“…..and please bless the refreshments that they will nourish and strengthen our bodies and do us the good that we need……”
I smirk silently, roll my eyes beneath piously closed lids and envision brownies, cookies and lemonade transfigured into fat-free, sugar-free, gluten-free, non-GMO, organic something-or-other, packed with protein and vitamins, all contingent on our scripted gratitude for the hands who prepared it.
“What is it with Mormons and our sugar consumption?!” I think, “Is it because we don’t serve coffee or alcohol at our gatherings? It’s our addictive substance of choice?” and then wonder if we’d get the same turnout if we served veggies and hummus instead.
Between funeral potatoes, green Jell-o, and candlestick salad, it seems our cuisine befits a peculiar palette. (Having never been to a ward party outside the US, I’m not sure how this odd bit of Mormon culture translates in other countries – I hope each region holds to their own strangely endearing pot-luck contributions!)
Not only do we bring our favorite (and sometimes questionable) recipes to ward functions, we sign up to take them to each other. My small-ish ward does compassionate service (chiefly food-related, but also myriad of other kind acts) exceptionally well. Anytime we have a new baby, death or funeral, family emergency, surgery, extended illness, recovery from injury, or the like, our Compassionate Service Coordinator sends a blast email to the ward with a link to the Take Them a Meal schedule. Before you know it, the family in need is lined up with a week or two of hand-delivered meals and caring visitors.
As a kid, I remember watching my mom prepare some of her culinary specialities and asking, “Who had the baby? And what are we having instead?” When she took meals to people, she was sharing the best she had. Earlier this summer when baby #3 (my first daughter!) was born, nearly a dozen kind-hearted ward members filled my meal calendar with favorite recipes and specialties, take-out from local restaurants, right down to bags full of groceries and snacks for the little boys. Their charity was so abundantly given, their congratulations heartfelt and sincere. They shared my joy and empathized with my frustrations so much that I truly looked forward to my dinner-time visitor each night! The food filled our bellies and the warmth of their kindness lasted longer than the leftovers.
I’ve never felt so loved by my ward members as I did in these visits. Oh, I’ve had good Visiting Teachers over the years, and I feel appreciated on the days I play a musical number in Sacrament meeting, but the real, pure love of Christ came knocking at my door with a pot of stew and a chicken pie.

(Dataset records)
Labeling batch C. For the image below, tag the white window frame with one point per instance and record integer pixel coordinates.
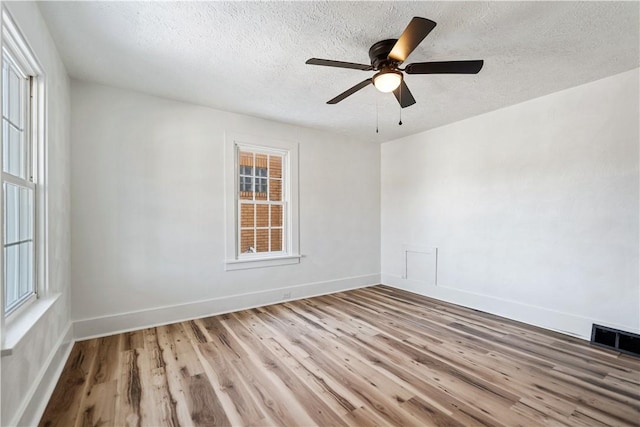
(14, 43)
(235, 259)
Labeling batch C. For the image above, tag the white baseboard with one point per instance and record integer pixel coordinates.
(38, 396)
(124, 322)
(566, 323)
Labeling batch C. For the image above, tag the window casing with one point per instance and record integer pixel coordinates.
(262, 203)
(20, 127)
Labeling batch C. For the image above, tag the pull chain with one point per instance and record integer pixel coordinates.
(400, 122)
(376, 114)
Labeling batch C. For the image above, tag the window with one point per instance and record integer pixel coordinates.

◆ **QUESTIONS ON THE MATERIAL**:
**a)** In the essay on ward meals, who sends the ward a blast email with a link to the meal schedule?
**b)** List every occasion the essay on ward meals names as prompting the Compassionate Service Coordinator to send out the meal schedule.
**c)** Carry on the essay on ward meals from its final sentence.
The items are separate material, unrelated to the essay on ward meals.

◆ **ANSWERS BY ITEM**:
**a)** The Compassionate Service Coordinator.

**b)**
- A new baby
- Death or funeral
- Family emergency
- Surgery
- Extended illness
- Recovery from injury

**c)**
So why the food? What’s food got to do with it?
“Love people. Cook them tasty food.” became more than just an advertising slogan to me. It might as well be canonized right into John 15 next to “Love one another as I have loved you.”
Throughout his life, Jesus Christ fed hungry mouths almost as much as he saved starving souls, and his methods for providing food were notable miracles. When he turned water into wine at the wedding at Cana, he saved his mother embarrassment and impressed the governor of the feast. On at least 2 occasions after teaching precious truths, he fed the multitude with a few loaves and fishes so they wouldn’t faint from fasting on the journey home. He sent quail and manna to the children of Israel in the wilderness. He calls himself the bread of life, the living water, and on the day before his death, he ate the Passover feast with his closest friends and instituted the Sacrament wherein he again uses food to represent himself.
I’m starting to see the provision of food to others among the height of Christian deeds. Though it often falls to women (and the Relief Society) to impart food, it’s a Christlike act that must transcend gender stereotypes. “Feed my sheep,” he says, “Feed my lambs,” for “inasmuch as ye have done it unto the least of these…ye have done it unto me.”
From the new visiting teacher with an awkward door approach holding a plate of cookies to the neighbor who “cooked a little extra,” I admire those who know the quickest way to “comfort those in need of comfort” is by sharing comfort food. Thanks for the love.